▶ **GOAL A**
In the article on ASIC's letter to insurers, which weather conditions is this summer set to continue?

▶ **PASSAGE TO READ**
.....
ASIC letter spells out expectations ahead of high-risk summer – Daily – Insurance News

The Australian Securities and Investments Commission (ASIC) has written to insurers warning they should be prepared, proactive, transparent, consumer-centric and responsive in dealing with claims as they face a summer that’s likely to continue the recent heightened pattern of severe weather events.

The letter to directors says this summer is set for a continuation of La Nina conditions, with severe weather increasing in severity and frequency.

“As these events are expected to lead to increased claim numbers, it is an appropriate time for ASIC to restate our expectations in this area,” Senior Executive Leader, Insurers Rhys Bollen writes.

Expectations include that insurers will have adequately resourced and trained teams of claims handlers, complaints managers, assessors and other service providers.

Insurers should inform consumers about their policy coverage, including exclusions or optional benefits, when they lodge a claim or make an inquiry, explain the process, provide realistic expectations about progress, facilitate communication between consumers, experts and tradespeople and provide regular updates, it says.

Consumer-centric approaches should ensure that products are designed to meet the needs of consumers in regions prone to severe weather and that they are fit-for-purpose, providing adequate cover in times of need, including for appropriate temporary accommodation and other costs such as debris removal in addition to the sum insured amount.

The letter says insurers should simplify the claims process as much as possible by reducing paperwork and they should be generous about side benefits like temporary accommodation, for example by paying the maximum benefit flexibly at the outset of any claims assessed as a significant or total loss.

ASIC expects insurers will review and refine response processes, continue to invest in systems to accurately record claims information and continue to invest in increased capacity and resources to deal with severe weather events.
.....
▶ **GOAL B**
Please put the stretch of the records from the line containing "the white storage" through the line containing "column 273, row 227" into a numbered list, leaving out blank lines.

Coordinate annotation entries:
.....
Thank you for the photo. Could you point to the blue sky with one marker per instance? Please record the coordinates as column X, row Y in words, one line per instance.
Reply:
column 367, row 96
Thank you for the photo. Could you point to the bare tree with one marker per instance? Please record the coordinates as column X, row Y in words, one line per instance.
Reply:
.....
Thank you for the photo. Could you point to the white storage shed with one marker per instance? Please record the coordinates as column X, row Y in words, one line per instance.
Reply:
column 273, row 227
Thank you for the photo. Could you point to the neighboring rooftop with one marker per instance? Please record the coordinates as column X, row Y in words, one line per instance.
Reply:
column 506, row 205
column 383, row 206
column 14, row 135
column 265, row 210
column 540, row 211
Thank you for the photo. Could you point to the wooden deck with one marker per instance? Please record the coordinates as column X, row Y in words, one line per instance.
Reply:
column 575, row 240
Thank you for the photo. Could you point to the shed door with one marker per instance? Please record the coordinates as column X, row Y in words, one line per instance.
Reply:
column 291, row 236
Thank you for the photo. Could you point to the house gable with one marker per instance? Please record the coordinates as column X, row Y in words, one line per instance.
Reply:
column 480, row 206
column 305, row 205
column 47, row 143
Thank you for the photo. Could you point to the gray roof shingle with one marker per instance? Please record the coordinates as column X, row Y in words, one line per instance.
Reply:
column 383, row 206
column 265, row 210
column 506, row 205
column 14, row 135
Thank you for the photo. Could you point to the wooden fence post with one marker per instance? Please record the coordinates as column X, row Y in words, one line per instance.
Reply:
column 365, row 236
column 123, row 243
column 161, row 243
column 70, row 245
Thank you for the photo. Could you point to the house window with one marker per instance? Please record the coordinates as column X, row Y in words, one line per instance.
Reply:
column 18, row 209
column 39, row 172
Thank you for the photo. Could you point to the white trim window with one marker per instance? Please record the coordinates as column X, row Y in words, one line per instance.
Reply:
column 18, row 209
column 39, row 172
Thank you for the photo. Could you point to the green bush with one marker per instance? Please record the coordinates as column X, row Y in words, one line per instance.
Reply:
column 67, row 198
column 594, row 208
.....
▶ **TASK RESULT A**
La Nina conditions.

▶ **TASK RESULT B**
1. Thank you for the photo. Could you point to the white storage shed with one marker per instance? Please record the coordinates as column X, row Y in words, one line per instance.
2. Reply:
3. column 273, row 227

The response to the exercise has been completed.